=== Фрагмент текста ===
Они были правы, тысячу раз правы.
Они оставляли у порога так любимого ими театра все жизненные заботы, радости, печали и суету.
Они были не бесплотными ангелами, а живыми людьми, с недостатками, погрешностями, но искусству, и зрителям, и нам, молодежи, они отдавали все лучшее свое — вот почему были они любимы всеми при жизни, так чтимы в памяти. Старшие никогда не подчеркивали разницы между собой и сотрудниками театра, но дистанция не могла забыться нами. Расстояние между нами не разлучало нас с ними, но звало к стойкости и верности труду. Старшие во всем были вместе и вели к тому, чтобы и молодежь имела бы основания и право слиться с ними и быть с ними вместе. Не существовало водоразделов между возрастными группами актеров: они сливались в коллективе.
Нас не баловали, нас строго воспитывали.
Мудра пословица: «Береги платье с нову, а честь с молоду».
МХТ ненавидел дилетантизм.
Нам сообщали профессиональные знания: шли систематические занятия и тогда, когда мы были совсем молодыми, и много позже, когда мы уже играли довольно большие роли в репертуаре Первой студии. Так, уже в послереволюционные годы искусство сценической речи преподавал нам в МХТ Сергей Михайлович Волконский.
===
- Задания
**1)** Ответьте по фрагменту о МХТ:
(а) Какую пословицу приводит автор?
(б) Что, по словам автора, ненавидел МХТ?
(в) Кто преподавал искусство сценической речи в МХТ в послереволюционные годы?
**2)** Подхватите фрагмент о МХТ и продолжите его после последнего предложения.
=== Записи набора ===
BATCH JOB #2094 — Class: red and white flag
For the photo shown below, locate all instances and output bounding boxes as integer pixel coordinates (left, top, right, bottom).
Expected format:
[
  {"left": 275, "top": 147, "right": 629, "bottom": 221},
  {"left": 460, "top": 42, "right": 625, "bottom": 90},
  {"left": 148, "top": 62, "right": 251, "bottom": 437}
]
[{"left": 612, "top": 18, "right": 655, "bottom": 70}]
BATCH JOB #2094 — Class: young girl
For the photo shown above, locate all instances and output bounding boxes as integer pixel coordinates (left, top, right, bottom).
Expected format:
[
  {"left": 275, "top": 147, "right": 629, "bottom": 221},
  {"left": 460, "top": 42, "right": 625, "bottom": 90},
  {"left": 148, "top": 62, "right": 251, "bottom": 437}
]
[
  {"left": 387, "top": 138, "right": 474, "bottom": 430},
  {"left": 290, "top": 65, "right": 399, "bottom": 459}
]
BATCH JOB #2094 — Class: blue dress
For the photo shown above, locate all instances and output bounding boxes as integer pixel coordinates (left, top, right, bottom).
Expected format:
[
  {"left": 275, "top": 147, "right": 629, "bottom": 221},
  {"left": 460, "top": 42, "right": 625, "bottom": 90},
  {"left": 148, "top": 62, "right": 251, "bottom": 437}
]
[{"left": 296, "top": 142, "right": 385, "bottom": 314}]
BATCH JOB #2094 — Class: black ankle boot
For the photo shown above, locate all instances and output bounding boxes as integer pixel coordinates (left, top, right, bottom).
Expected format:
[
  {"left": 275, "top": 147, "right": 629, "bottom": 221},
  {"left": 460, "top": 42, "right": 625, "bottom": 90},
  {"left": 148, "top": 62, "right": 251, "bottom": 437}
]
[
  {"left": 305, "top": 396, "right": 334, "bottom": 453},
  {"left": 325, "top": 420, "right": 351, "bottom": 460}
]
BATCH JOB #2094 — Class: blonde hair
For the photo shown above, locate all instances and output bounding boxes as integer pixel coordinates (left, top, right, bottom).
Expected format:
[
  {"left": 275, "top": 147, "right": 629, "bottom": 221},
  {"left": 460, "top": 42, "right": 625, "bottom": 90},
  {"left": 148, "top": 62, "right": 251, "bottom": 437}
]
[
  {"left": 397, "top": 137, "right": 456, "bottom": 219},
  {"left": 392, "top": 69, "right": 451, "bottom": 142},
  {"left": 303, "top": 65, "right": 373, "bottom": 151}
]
===
- Ответы
**1)**
(а) «Береги платье с нову, а честь с молоду».
(б) Дилетантизм.
(в) Сергей Михайлович Волконский.

**2)**
Он был удивительно похож на Дон-Кихота: всегда в одном и том же спортивном костюме, в обмотках защитного цвета, плотно охватывающих его неимоверно тонкие ноги. Носил усы, стоявшие торчком, как и у ламанчского идальго. Над усами, для довершения этого сходства, высился длинный сухой нос. Еще одна деталь: в правом верхнем кармане своей охотничьей куртки Волконский носил несколько аккуратно нарезанных прямоугольников газетной бумаги — других носовых платков в те годы он не признавал.
Волконский фанатически любил свое дело, но большой знаток, интересный писатель по вопросам сценической речи, он совсем не умел зажечь учеников. На уроках сам Волконский горел воодушевлением, нам же предмет его казался безнадежно сухим. Хорошо, что пользу уроков Волконского понимал Станиславский и занятия сценической речью сделал обязательными для молодежи.
На этих уроках производились такие упражнения: кто-нибудь читал вслух, например «Вещего Олега». Читал очень-очень медленно. У слушателей были заранее заготовлены мелкие клочки газетной бумаги. По ходу чтения слушатели делили строчки «Вещего Олега» на «семьи» и обозначали количество членов «семьи» клочками газеты.
Например:
Как ныне (два клочка)
сбирается вещий Олег (три клочка)
Отмстить неразумным хазарам (три),
Их селы и нивы (четыре)
за буйный набег (три)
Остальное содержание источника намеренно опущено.